January 18, 2011
As my colleagues in our team can attest, I get giddy when I talk about all the cool, emerging, and innovative methods that market research professionals can use — whether it be how biometric techniques helped the Campbell Soup Company understand how consumers respond to marketing and advertising in order to redesign its soup-can logo, or when Nokia used mobile research methods as a way to understand what emotional constructs influence a consumer’s “love and admiration” for a brand. All in all, it is great to see technology starting to make a significant impact on how we collect richer insights about consumers.
To help market research professionals understand what innovative research techniques are out there, I am launching a report series this year that will cover some of these innovative methods. To kick off the series, I have focused on prediction markets. Why? Because I see this extremely underutilized method as a valuable tool in the long, expensive, and arduous process of product and concept testing.
Companies are faced with the following daunting facts:
- Over 25,000 new consumer products skus are introduced annually in North America with only half of these new product launches considered successful at launch.
- For every seven product ideas that are created, typically only one succeeds in the market.
- An estimated 46% of all resources allocated to product development and commercialization is spent on products that are cancelled or that fail to yield an adequate financial return.
Despite all the time and money spent discovering and flushing out new product ideas, there really is no way, using methods like monadic testing, to predict whether the product is going to succeed in the marketplace. But, what if there is a way to predict the future and determine which ideas or products will succeed or fail? I posit that using a prediction market methodology can accomplish this task.
A prediction market is a speculative market that harnesses the power of the “wisdom of the crowds” for the purpose of making predictions. This concept was addressed in James Surowiecki’s 2004 book entitled The Wisdom of Crowds, where he presented numerous case examples of how a diverse group of independently thinking individuals is able to make decisions and predictions better than individuals in isolation or even than experts. The beauty of this method is that it is not relying on asking individuals to make predictions about what they will do in the future but rather what they think other people will do. Research has shown that we are unreliable witnesses to our own motivations. However, as social animals, we are actually very good at noticing what other people are doing, sensing why they might be doing it, and predicting what they will do. Therefore, a crowd can successfully predict the future and ― for a market research professional’s purposes ― can predict which products will do well and which will fail in the marketplace.

..........

**Tasks to perform:**
[1] List the three daunting facts that companies face, according to the post on prediction markets.
[2] In the post on prediction markets, condense the paragraph beginning "A prediction market is a speculative market" into a short bulleted list that keeps its main facts.
The material after this comes from a different source.

**Material shown:**
..........

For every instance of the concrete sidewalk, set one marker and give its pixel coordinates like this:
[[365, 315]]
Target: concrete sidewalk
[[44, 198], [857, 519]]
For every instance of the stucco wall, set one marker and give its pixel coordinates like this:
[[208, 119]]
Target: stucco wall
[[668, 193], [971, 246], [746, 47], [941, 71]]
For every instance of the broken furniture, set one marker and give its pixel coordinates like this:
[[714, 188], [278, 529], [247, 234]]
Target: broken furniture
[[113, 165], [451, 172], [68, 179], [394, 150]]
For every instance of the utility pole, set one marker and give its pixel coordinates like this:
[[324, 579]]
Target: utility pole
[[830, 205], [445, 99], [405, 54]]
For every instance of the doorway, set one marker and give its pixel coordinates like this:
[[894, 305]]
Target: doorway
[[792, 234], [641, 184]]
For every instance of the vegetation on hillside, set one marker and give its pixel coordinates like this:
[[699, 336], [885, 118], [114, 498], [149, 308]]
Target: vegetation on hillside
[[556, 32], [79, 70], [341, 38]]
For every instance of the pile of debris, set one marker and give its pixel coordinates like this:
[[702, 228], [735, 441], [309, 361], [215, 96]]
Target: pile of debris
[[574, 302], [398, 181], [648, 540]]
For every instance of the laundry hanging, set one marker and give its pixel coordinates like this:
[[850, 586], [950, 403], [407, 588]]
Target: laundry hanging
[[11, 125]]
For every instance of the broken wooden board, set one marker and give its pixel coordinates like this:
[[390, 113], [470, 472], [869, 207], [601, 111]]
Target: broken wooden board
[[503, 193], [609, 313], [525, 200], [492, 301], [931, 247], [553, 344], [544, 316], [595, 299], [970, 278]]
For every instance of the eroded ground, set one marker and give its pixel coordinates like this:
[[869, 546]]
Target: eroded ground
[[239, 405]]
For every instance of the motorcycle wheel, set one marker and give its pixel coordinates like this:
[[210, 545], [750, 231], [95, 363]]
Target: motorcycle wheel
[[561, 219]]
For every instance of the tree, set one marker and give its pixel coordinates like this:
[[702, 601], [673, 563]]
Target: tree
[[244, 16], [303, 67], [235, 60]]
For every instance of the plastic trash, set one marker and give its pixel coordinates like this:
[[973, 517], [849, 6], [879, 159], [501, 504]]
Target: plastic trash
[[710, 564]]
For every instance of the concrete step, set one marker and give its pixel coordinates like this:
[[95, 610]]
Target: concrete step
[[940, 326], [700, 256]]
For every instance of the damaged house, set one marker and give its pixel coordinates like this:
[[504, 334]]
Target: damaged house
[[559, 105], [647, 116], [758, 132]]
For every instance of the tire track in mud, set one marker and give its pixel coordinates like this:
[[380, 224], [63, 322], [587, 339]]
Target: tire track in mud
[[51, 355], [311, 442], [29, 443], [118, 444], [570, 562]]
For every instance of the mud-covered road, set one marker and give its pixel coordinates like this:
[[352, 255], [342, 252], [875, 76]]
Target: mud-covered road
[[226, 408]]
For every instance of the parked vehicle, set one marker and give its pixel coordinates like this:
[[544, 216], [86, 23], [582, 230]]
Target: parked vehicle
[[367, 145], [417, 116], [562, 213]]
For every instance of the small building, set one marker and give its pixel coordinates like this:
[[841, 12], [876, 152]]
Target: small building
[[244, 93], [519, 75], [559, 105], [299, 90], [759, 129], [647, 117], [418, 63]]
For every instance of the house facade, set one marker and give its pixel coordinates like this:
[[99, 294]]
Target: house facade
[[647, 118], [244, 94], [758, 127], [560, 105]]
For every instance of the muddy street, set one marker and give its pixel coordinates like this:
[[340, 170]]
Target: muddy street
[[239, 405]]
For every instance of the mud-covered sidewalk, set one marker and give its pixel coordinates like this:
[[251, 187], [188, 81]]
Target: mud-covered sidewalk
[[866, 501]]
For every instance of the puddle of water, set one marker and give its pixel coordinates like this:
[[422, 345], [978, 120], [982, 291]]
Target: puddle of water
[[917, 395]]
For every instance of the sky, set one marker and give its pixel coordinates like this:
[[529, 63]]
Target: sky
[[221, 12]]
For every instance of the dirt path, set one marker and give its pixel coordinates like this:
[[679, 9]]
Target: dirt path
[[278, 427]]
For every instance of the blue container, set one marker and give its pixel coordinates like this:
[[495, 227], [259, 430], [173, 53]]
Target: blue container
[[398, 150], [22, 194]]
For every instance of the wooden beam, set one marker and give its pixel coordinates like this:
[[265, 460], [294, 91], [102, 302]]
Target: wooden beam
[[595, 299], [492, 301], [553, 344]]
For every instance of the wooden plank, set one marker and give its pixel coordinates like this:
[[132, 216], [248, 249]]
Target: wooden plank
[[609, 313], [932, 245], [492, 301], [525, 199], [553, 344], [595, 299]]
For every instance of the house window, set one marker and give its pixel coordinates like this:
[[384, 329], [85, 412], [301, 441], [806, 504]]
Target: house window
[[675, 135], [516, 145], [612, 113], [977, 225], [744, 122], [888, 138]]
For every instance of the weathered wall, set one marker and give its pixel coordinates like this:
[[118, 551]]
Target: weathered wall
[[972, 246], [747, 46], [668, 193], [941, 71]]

..........

**The responses:**
[1]
- Over 25,000 new consumer product SKUs are introduced annually in North America, and only half of these launches are considered successful at launch.
- For every seven product ideas created, typically only one succeeds in the market.
- An estimated 46% of all resources allocated to product development and commercialization is spent on products that are cancelled or fail to yield an adequate financial return.

[2]
- A prediction market is a speculative market that uses the "wisdom of the crowds" to make predictions.
- James Surowiecki's 2004 book The Wisdom of Crowds gave many case examples showing that a diverse group of independent thinkers can make better decisions and predictions than isolated individuals or even experts.
- The method asks people what they think others will do, not what they themselves will do.
- Research shows people are unreliable witnesses to their own motivations, but as social animals they are good at noticing, explaining, and predicting what others do.
- A crowd can therefore predict which products will succeed or fail in the marketplace.